··· SUPPLIED MATERIAL ···

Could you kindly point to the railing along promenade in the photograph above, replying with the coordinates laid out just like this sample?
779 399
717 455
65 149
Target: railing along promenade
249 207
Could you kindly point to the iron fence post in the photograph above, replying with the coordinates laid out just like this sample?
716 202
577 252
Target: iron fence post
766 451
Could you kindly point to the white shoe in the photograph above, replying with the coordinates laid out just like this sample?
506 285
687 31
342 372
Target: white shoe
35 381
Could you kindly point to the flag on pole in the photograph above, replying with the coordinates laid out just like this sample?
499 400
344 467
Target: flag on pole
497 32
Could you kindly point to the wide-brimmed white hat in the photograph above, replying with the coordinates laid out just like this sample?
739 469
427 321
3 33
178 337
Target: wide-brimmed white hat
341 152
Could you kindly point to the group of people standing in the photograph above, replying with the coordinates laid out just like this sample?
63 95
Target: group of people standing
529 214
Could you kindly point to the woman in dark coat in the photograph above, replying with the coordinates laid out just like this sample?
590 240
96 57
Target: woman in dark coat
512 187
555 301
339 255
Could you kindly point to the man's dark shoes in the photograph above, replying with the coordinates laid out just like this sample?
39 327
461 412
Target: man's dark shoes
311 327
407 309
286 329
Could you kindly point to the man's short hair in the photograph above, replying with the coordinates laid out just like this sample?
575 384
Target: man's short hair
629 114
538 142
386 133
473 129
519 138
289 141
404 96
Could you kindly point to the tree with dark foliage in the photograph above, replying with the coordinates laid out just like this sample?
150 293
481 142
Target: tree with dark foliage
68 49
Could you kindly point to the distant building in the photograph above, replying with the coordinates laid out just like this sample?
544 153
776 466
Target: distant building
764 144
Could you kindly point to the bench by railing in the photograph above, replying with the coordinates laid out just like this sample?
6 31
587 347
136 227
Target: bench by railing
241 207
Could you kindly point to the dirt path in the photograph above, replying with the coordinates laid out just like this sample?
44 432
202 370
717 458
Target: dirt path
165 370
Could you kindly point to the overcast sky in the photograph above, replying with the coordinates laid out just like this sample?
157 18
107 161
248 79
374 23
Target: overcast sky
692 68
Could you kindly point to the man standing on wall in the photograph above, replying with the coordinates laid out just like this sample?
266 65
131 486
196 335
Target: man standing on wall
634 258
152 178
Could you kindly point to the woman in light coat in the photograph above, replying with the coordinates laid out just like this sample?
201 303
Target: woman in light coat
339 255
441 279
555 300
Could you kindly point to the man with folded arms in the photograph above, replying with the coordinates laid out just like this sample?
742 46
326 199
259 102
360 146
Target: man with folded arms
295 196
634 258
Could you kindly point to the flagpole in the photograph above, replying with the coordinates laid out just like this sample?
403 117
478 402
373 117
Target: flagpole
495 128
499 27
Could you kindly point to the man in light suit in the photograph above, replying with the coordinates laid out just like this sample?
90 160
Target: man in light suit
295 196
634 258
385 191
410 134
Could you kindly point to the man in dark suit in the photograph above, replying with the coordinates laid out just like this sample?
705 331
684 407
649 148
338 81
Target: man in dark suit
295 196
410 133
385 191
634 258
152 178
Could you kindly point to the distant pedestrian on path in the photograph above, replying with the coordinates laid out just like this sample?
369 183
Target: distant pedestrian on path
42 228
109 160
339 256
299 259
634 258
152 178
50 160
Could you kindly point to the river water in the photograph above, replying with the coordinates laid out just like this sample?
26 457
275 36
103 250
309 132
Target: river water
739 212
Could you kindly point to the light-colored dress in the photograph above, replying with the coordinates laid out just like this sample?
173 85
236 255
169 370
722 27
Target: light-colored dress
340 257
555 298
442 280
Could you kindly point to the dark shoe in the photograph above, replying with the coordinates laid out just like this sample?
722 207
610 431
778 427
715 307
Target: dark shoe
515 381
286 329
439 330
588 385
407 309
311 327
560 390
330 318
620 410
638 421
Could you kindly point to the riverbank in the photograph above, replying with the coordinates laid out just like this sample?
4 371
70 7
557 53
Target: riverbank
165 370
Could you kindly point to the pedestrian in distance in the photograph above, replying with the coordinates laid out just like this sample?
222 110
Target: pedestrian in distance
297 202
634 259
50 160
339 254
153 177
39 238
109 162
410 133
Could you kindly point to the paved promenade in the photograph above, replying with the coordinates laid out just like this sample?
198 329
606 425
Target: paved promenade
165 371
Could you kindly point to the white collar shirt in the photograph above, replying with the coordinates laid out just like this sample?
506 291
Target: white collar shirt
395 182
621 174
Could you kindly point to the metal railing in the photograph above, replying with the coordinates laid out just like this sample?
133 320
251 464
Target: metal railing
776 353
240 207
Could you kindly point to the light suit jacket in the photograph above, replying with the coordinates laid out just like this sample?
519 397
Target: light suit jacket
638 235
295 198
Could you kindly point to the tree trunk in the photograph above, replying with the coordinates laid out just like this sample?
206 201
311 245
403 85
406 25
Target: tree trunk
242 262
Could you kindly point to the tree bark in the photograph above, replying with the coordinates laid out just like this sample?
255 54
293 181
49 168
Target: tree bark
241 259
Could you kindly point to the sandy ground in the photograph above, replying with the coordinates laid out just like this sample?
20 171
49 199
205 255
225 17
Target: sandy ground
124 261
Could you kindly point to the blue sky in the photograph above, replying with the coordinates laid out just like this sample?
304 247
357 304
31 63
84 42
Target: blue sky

···

» **PROBLEM TO SOLVE**: Each entry above is to be printed again exactly.

» **WRITTEN REPLY**:
Could you kindly point to the railing along promenade in the photograph above, replying with the coordinates laid out just like this sample?
779 399
717 455
65 149
Target: railing along promenade
249 207
Could you kindly point to the iron fence post in the photograph above, replying with the coordinates laid out just like this sample?
716 202
577 252
Target: iron fence post
766 451
Could you kindly point to the white shoe in the photograph above, replying with the coordinates laid out just like this sample?
506 285
687 31
342 372
Target: white shoe
35 381
Could you kindly point to the flag on pole in the photograph above, replying with the coordinates laid out just like this sample?
499 400
344 467
Target: flag on pole
497 32
Could you kindly point to the wide-brimmed white hat in the photograph above, replying with the coordinates laid out just like this sample?
739 469
427 321
3 33
178 337
Target: wide-brimmed white hat
341 152
Could you kindly point to the group of people standing in the photograph above, replying with the coordinates laid out just like this sample?
63 95
Target: group of people standing
529 214
Could you kindly point to the woman in dark coat in the photograph above, replying with the coordinates laid out just like this sample?
590 240
96 57
Target: woman in dark coat
512 187
555 301
339 255
Could you kindly point to the man's dark shoes in the photograph above, replying with the coordinates laid out just like this sample?
39 327
461 412
Target: man's dark shoes
311 327
407 309
286 329
Could you kindly point to the man's short hair in the photograph above, replying with the coordinates laid out just like this sample?
575 384
Target: man's short hair
629 114
538 142
386 133
473 129
519 138
289 141
404 96
Could you kindly point to the tree with dark foliage in the photograph above, replying with the coordinates laid out just like this sample?
150 293
481 142
Target: tree with dark foliage
68 49
Could you kindly point to the distant building in the photograph above, replying with the coordinates laid out just like this sample?
544 153
776 466
Target: distant building
764 144
Could you kindly point to the bench by railing in the photograph above, replying with the coordinates laid out just like this sample?
6 31
587 347
136 227
Target: bench by railing
241 207
Could you kindly point to the dirt path in the photograph above, replying with the coordinates laid out just like this sample?
44 432
202 370
717 458
Target: dirt path
165 370
Could you kindly point to the overcast sky in the photograph above, replying with the coordinates laid out just like this sample?
157 18
107 161
248 79
374 23
Target: overcast sky
692 68
Could you kindly point to the man standing on wall in the photograph above, replying with the coordinates laid out just like this sample?
266 65
131 486
196 335
Target: man standing on wall
634 258
152 178
Could you kindly point to the woman in light coat in the photograph above, replying with the coordinates laid out just like this sample?
201 303
Target: woman in light coat
339 255
441 279
555 300
Could you kindly point to the man with folded arms in the photograph above, replying with the coordinates laid out just like this sample?
742 46
326 199
259 102
360 146
Target: man with folded arms
295 196
634 258
Could you kindly point to the flagpole in the photograph above, replying with the coordinates laid out just like this sample?
403 117
478 402
373 117
Target: flagpole
495 128
499 27
Could you kindly point to the man in light suit in the photograph above, replying with the coordinates laid out just like this sample?
90 160
Target: man in light suit
295 196
634 258
385 191
410 134
Could you kindly point to the man in dark suit in the photograph above, replying with the coordinates laid out just like this sample?
705 331
684 407
649 148
338 81
Target: man in dark suit
295 196
410 133
385 191
634 258
152 178
Could you kindly point to the distant pedestrian on path in the photograph above, replying with the coordinates laid out just like this sample?
369 183
Target: distant pedestrian on path
42 228
109 160
339 256
299 259
634 258
152 178
50 160
Could you kindly point to the river water in the photograph above, replying with the coordinates laid out just like this sample?
26 457
275 36
103 250
309 132
Target: river water
739 212
Could you kindly point to the light-colored dress in the photograph above, replying with the coordinates laid out just like this sample?
173 85
236 255
169 370
722 27
Target: light-colored dress
340 257
555 298
442 280
Could you kindly point to the dark shoe in the photograph above, replying with the coordinates laid out just like this sample?
722 207
610 431
778 427
715 307
Target: dark shoe
515 381
286 329
439 330
588 385
407 309
311 327
560 390
330 318
620 410
638 421
Could you kindly point to the riverbank in the photograph above, replying with the coordinates laid out just like this sample?
4 371
70 7
557 53
Target: riverbank
165 370
Could you kindly point to the pedestrian in distance in the photograph above, replying with the coordinates laid out just like this sample?
222 110
Target: pedestrian in distance
297 202
634 259
50 160
339 254
153 177
39 238
109 162
410 133
Could you kindly point to the paved promenade in the photograph above, replying with the coordinates laid out just like this sample?
198 329
606 425
Target: paved promenade
165 371
Could you kindly point to the white collar shirt in the photograph above, replying with the coordinates laid out just like this sample?
506 291
Target: white collar shirt
395 182
621 174
Could you kindly point to the metal railing in the photograph above, replying with the coordinates laid out just like this sample?
133 320
251 464
Target: metal railing
776 353
240 207
Could you kindly point to the light suit jacket in the photograph above, replying with the coordinates laid out just like this sample?
519 397
Target: light suit jacket
638 235
295 198
Could you kindly point to the tree trunk in the photograph above, replying with the coordinates laid out just like this sample?
206 201
311 245
403 85
406 25
Target: tree trunk
242 262
Could you kindly point to the tree bark in the photograph above, replying with the coordinates laid out just like this sample?
255 54
293 181
49 168
Target: tree bark
241 259
Could you kindly point to the sandy ground in the photograph above, replying with the coordinates laid out just like this sample?
20 171
49 199
205 255
225 17
Target: sandy ground
124 261
Could you kindly point to the blue sky in the photograph above, replying with the coordinates laid out just like this sample?
304 247
357 304
31 63
84 42
Target: blue sky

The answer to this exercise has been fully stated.